• _What is being asked_:
In the material below, the lines to repeat exactly run from the one containing "For each instance of the bollard, place" to the very last line, both included.
(Records provided Opens)
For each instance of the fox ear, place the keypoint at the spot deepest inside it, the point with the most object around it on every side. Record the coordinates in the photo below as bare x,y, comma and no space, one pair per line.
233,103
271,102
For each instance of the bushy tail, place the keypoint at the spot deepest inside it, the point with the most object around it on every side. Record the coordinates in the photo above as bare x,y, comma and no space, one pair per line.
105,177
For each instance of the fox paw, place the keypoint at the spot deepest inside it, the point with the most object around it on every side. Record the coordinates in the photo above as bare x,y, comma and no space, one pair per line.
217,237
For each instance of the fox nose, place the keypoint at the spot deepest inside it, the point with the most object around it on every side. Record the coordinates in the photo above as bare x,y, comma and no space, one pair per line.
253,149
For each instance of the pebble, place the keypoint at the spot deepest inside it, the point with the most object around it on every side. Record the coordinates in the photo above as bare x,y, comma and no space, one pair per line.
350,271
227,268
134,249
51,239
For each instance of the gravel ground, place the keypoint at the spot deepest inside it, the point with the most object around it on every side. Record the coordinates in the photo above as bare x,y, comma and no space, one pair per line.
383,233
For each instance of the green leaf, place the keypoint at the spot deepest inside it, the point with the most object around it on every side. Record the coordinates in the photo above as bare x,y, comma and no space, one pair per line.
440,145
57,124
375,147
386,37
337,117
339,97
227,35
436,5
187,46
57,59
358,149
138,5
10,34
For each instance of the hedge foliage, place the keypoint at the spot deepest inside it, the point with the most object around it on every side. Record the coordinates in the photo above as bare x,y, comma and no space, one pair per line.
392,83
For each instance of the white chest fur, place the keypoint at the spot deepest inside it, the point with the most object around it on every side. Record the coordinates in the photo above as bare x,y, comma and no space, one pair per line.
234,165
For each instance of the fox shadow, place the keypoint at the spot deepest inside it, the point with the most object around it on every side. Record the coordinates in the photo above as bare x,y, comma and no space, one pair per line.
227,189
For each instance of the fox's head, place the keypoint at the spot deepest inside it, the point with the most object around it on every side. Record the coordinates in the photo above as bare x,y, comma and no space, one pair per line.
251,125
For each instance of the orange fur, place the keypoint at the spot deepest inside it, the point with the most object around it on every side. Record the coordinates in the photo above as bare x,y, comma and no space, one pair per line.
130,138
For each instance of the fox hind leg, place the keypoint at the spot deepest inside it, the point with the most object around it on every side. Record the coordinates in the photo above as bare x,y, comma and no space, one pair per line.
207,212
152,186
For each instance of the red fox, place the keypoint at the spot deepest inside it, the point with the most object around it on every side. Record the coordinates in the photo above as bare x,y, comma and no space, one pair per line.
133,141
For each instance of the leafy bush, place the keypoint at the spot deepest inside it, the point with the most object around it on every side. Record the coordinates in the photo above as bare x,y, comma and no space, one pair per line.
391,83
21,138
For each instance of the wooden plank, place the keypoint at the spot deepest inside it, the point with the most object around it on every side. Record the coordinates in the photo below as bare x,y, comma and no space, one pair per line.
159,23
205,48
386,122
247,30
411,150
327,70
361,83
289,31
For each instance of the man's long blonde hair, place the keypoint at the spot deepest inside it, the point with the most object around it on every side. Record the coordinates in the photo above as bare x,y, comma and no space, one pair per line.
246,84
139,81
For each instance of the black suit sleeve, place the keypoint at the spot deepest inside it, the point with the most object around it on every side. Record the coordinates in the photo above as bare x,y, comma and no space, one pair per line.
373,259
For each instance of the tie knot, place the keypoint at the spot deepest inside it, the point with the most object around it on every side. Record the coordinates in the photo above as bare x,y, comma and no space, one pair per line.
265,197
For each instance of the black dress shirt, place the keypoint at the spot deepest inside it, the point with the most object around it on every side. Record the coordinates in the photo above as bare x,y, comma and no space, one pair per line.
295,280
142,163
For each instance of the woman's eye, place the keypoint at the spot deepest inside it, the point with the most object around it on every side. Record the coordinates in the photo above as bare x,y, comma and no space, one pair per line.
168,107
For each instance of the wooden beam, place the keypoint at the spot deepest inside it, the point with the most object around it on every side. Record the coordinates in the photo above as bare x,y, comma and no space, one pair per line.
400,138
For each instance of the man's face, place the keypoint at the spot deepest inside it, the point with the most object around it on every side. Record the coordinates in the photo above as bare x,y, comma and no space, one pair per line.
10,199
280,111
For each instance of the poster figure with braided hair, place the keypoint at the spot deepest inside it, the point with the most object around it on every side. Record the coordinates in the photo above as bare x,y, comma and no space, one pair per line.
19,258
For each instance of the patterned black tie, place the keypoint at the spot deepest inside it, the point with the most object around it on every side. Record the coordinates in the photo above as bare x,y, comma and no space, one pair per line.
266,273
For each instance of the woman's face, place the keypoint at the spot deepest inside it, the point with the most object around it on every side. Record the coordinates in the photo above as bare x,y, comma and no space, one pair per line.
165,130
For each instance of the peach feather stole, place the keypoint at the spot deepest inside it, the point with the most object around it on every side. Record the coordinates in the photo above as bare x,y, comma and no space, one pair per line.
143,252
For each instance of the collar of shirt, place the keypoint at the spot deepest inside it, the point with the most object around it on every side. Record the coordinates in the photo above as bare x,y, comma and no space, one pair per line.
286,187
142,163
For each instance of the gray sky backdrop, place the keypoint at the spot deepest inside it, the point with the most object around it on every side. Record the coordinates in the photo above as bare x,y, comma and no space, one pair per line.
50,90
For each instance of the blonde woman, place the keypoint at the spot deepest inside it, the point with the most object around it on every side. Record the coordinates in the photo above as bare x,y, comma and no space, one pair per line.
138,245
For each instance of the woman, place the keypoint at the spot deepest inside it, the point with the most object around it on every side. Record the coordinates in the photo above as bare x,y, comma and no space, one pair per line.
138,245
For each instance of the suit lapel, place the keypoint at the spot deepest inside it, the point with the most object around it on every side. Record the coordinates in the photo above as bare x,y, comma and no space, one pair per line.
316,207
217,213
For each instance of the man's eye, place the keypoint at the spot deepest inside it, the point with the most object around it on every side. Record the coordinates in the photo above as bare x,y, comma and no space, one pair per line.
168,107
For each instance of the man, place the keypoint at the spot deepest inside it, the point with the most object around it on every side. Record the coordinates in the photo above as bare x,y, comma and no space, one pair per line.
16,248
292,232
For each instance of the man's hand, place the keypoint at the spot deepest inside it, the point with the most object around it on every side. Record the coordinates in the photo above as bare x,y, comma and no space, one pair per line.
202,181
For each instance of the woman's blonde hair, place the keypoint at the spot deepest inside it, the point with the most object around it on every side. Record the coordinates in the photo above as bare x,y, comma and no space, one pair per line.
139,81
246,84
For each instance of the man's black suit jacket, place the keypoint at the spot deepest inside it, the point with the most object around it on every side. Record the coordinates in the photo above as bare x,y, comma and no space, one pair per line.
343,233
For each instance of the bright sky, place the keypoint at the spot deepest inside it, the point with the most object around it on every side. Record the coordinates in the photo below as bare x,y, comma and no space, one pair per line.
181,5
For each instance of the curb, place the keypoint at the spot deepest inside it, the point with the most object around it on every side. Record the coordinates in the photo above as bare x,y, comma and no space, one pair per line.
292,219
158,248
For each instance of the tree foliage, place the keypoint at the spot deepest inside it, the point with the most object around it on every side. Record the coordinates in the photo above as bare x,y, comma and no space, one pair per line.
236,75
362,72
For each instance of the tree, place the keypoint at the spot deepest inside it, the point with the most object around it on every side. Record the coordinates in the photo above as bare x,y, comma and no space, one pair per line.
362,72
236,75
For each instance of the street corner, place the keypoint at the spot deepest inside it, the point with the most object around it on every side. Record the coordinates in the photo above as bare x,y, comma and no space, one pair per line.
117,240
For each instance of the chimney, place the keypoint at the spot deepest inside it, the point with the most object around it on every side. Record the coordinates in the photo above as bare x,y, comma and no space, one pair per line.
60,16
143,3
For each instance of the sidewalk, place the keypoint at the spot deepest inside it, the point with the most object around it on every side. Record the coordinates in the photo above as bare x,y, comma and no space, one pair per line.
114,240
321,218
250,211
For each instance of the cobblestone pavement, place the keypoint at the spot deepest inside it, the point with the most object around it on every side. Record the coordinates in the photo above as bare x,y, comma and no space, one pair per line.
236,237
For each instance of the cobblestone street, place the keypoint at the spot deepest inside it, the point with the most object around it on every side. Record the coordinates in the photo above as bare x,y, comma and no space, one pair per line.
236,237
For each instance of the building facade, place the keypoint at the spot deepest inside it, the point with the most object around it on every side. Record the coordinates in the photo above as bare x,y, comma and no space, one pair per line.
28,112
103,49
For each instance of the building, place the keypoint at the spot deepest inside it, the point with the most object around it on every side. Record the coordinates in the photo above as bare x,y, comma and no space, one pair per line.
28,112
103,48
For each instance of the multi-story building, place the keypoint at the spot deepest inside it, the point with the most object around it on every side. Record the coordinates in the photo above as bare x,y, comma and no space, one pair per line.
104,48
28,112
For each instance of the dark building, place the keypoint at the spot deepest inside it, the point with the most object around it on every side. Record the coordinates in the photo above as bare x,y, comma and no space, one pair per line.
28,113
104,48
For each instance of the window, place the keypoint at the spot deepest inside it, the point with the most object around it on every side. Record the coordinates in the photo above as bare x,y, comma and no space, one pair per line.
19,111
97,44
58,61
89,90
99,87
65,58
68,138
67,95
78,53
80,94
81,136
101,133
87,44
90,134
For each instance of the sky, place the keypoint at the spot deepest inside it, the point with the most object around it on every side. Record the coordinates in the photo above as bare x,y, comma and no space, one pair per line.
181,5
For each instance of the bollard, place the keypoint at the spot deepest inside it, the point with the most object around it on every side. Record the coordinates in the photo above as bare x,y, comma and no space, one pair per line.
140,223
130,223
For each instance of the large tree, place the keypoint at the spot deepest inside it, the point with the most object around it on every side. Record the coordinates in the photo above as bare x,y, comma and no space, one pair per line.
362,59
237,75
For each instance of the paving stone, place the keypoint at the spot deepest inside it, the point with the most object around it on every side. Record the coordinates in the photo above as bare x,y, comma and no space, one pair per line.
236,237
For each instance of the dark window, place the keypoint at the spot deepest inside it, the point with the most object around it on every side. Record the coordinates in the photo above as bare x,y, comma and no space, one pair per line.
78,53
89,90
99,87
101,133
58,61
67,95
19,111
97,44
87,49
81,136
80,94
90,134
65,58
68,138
(Records provided Closes)
• _Result of this task_:
For each instance of the bollard, place the keypoint at the spot deepest inside it, the point with the most object around it on every side. Record the coordinates in the photo above as bare x,y, comma and no space, one pair per line.
140,223
130,223
For each instance of the large tree, place the keypoint at the spot deepest inside it, the point with the most object around it on every side. Record the coordinates in the photo above as bare x,y, comma and no space, one pair per line.
362,59
237,75
For each instance of the paving stone, place the keypoint at the spot deepest inside it, the point with the most object around it on every side. Record the coordinates in the photo above as bare x,y, comma and no space, one pair per line.
236,237
For each instance of the dark window, place the keypoint at the spot deepest inside it, the point with the most object around it on every side. Record the coordinates in the photo above as bare x,y, comma and no space, one pair per line.
78,53
89,90
99,87
101,133
58,61
67,95
19,111
97,44
87,49
81,136
80,94
90,134
65,58
68,138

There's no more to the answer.